Síguenos

Internacional

Otro paso adelante

Aunque propician avances trascendentales, las revoluciones son hijas de las crisis y no de la bonanza. Sus efectos nunca han sido previamente calculados.

La vanguardia política de las 13 colonias de Norteamérica no planeó el imperio que creó; quienes encabezaron la Revolución Francesa no podían intuir un fenómeno como el de Napoleón Bonaparte y es difícil que los promotores de la restauración del emperador Meiji calcularan las transformaciones que condujeron al Japón moderno. No consta que, en 1953, Fidel Castro imaginara el derrotero y la trascendencia de la Revolución Cubana.

Como los eventos telúricos, las revoluciones son de enorme repercusión, aunque históricamente de corta vida, entre otras cosas porque las estructuras sociales y los protagonistas, no resisten por largos plazos el ritmo y las tensiones que generan, por ello, en la medida que cumplen las metas que le dieron sentido, se desaceleran y propician el establecimiento de una institucionalidad superior.

## Datos del ejercicio
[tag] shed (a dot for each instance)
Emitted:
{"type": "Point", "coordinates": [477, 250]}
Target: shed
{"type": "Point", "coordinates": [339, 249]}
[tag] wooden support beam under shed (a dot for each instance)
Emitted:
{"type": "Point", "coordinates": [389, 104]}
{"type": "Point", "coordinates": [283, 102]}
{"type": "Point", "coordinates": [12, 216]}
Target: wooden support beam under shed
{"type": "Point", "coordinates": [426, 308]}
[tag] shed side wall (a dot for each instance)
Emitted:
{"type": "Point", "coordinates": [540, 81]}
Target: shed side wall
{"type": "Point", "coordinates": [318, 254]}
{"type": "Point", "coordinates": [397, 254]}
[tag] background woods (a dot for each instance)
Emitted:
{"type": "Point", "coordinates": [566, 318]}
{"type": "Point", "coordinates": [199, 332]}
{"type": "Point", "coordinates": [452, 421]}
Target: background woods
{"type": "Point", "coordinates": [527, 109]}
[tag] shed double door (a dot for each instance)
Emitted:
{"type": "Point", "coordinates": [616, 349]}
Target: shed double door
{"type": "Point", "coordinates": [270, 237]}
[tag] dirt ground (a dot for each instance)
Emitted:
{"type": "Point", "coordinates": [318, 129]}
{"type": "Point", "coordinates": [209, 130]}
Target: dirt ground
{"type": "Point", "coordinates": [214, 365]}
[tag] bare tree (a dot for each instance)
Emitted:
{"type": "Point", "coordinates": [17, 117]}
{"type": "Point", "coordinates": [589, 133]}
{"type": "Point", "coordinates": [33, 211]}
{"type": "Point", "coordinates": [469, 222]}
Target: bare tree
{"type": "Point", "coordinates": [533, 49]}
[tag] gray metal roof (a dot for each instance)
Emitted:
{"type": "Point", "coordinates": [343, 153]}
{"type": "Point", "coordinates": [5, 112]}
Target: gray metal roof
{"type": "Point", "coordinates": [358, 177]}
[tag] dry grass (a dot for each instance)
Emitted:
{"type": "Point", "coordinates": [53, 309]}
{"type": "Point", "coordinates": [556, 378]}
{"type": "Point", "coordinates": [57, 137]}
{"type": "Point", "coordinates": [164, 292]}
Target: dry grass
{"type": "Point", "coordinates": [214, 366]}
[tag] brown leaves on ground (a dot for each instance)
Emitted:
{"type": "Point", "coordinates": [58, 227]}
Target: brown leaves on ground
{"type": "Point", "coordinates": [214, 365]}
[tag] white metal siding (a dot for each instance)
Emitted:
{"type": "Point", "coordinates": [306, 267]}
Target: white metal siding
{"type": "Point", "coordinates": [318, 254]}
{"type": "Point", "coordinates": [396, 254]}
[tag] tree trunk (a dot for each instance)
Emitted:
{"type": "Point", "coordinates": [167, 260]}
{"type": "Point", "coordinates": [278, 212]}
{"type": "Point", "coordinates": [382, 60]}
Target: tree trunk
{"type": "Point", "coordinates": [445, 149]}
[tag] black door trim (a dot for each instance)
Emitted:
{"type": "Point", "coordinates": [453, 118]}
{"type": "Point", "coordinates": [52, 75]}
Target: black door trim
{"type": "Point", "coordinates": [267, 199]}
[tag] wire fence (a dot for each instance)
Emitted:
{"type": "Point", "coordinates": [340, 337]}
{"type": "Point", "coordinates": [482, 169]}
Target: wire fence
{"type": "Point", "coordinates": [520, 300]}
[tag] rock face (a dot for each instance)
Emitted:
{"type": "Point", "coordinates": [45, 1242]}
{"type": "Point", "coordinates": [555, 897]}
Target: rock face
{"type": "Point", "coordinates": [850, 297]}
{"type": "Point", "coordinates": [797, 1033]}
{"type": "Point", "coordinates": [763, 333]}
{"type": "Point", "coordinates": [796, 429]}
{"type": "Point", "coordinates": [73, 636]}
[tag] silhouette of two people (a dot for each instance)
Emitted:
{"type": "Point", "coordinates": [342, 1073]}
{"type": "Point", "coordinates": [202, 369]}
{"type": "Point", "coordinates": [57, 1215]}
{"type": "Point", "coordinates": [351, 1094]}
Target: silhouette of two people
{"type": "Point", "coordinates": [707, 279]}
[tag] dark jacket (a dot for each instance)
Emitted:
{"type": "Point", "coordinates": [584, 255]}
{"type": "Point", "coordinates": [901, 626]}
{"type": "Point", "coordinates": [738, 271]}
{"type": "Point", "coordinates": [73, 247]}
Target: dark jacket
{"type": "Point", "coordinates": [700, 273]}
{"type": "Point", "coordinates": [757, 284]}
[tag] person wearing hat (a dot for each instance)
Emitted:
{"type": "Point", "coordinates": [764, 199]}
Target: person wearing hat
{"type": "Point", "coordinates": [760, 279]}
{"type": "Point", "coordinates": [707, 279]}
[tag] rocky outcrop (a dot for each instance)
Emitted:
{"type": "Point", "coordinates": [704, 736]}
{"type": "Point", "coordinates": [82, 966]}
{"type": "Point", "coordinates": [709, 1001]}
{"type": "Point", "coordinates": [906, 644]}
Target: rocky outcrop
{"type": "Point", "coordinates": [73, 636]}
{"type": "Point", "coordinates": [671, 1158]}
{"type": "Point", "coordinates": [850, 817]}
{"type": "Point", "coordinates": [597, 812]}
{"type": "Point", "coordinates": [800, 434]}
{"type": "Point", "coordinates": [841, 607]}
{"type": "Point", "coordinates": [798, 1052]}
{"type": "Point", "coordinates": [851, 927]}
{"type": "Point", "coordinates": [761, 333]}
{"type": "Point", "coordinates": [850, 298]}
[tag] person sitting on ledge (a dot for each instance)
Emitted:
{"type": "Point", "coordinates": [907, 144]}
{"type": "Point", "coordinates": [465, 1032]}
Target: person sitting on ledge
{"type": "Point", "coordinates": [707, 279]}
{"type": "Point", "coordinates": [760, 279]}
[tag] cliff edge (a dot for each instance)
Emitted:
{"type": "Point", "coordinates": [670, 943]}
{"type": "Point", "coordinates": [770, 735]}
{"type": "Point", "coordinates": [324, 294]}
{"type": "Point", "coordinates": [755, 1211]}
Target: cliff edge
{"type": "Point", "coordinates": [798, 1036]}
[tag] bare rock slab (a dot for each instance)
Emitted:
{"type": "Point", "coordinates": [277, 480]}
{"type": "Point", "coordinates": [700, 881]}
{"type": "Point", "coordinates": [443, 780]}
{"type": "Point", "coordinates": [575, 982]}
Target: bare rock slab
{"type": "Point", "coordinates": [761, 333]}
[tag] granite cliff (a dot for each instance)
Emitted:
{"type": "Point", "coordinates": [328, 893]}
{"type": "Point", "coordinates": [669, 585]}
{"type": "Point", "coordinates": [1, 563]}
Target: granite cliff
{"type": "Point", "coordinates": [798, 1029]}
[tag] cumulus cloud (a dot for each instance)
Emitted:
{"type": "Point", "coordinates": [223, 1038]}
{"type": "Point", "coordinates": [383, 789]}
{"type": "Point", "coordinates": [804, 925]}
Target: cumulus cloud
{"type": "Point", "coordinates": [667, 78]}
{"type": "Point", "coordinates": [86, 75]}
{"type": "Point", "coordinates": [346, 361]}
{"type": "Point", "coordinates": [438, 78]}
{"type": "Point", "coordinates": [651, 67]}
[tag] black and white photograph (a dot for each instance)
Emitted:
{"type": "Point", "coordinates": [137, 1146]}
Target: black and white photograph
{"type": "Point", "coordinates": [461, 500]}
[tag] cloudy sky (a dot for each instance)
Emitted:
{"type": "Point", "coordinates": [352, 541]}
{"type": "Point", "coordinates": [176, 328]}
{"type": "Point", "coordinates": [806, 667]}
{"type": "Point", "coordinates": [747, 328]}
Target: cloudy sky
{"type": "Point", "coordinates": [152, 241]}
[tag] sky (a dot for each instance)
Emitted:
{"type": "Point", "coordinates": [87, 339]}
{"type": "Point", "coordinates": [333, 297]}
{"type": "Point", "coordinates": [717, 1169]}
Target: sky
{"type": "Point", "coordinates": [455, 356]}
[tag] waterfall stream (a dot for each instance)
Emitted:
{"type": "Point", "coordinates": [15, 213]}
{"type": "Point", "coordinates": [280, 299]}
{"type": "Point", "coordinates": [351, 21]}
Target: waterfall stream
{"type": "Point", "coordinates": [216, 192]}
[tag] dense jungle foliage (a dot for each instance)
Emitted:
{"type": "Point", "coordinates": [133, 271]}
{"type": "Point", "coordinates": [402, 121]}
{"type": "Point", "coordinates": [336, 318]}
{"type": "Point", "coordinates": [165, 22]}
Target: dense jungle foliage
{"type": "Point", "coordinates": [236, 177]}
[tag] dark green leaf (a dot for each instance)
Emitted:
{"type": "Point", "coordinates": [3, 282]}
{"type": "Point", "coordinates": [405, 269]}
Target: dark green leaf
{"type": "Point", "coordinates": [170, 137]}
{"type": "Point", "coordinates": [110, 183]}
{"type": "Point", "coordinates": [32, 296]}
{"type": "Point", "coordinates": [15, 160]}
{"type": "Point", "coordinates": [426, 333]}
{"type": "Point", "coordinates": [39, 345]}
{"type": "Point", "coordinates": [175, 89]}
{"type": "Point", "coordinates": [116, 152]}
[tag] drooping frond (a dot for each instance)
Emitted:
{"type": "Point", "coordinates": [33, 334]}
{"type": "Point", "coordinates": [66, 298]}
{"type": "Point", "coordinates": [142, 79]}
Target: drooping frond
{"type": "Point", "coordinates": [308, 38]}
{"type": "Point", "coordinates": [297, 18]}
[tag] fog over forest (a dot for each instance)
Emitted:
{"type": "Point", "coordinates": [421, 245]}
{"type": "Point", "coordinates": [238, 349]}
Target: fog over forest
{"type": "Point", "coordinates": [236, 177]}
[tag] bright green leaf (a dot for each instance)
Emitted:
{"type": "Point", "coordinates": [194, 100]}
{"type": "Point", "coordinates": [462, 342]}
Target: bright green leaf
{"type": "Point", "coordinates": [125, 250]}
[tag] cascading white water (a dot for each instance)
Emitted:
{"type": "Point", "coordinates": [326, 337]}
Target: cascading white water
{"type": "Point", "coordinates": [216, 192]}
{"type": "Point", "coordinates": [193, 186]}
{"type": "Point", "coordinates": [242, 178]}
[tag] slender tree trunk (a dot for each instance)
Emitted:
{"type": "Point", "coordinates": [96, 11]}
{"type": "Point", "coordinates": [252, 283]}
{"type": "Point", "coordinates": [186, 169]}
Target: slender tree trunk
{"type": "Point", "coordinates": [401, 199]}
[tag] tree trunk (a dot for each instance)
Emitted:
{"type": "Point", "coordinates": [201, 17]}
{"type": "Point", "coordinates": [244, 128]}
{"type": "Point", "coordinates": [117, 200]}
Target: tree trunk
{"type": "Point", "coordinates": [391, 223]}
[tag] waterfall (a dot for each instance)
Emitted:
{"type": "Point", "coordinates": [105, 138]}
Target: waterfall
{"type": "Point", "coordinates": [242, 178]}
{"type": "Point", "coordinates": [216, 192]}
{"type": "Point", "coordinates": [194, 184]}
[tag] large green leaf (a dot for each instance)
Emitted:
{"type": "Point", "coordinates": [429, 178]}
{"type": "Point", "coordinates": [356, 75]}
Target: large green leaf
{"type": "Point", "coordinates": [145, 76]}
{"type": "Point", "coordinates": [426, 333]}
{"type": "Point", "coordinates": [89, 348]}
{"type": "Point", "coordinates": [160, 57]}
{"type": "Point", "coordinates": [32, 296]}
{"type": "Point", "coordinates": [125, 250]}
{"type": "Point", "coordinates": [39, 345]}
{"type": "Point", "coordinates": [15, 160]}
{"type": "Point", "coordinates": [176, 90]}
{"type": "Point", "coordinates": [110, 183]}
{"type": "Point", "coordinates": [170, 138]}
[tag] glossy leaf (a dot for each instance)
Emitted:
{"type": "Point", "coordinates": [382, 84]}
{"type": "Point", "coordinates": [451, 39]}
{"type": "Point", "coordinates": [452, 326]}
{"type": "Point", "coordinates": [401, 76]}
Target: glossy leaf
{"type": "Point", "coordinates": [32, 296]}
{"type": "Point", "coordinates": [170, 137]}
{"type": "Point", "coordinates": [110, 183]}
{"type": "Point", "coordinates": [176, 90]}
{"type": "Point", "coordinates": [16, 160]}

## Actividades
- a) Reúne todas las líneas de los registros en las que aparece la palabra "stream".
- b) Prolonga el fragmento sobre las revoluciones a partir de su última oración.
El fragmento y los registros proceden de fuentes distintas.

## Soluciones
- a)
[tag] waterfall stream (a dot for each instance)
Target: waterfall stream

- b)
Ese tránsito no ocurre de manera inmediata ni uniforme porque, en cada caso, está mediado por circunstancias particulares, entre otras, por la capacidad de resistencia y riposta de la contrarrevolución, la resiliencia de las clases derrotadas, las reacciones externas, así como los errores de génesis, uno de ellos, el maximalismo, que ha frustrado procesos que fracasaron al generar expectativas imposibles de honrar.

Las revoluciones del siglo XVIII en Francia y Norteamérica, únicas que conocieron Carlos Marx y Federico Engels y sobre las cuales emitieron juicios, desplazaron a la nobleza y al colonialismo, crearon estructuras políticas, económicas, sociales, enteramente nuevas, principalmente la República, la Democracia y el Estado de derecho.

En Estados Unidos la revolución anticolonialista no encontró mayor resistencia interna y tras una lucha intensa y breve contra la metrópolis inglesa, en 1790 fue adoptada la Constitución, base de un ordenamiento institucional que les ha resultado eficaz. No ocurrió así en Francia, donde las contradicciones internas fueron devastadoras y tampoco en México, que tardó casi un siglo desde que en 1821 se instauró la República a la instalación de la democracia con la Revolución de 1910 y la Constitución de 1917.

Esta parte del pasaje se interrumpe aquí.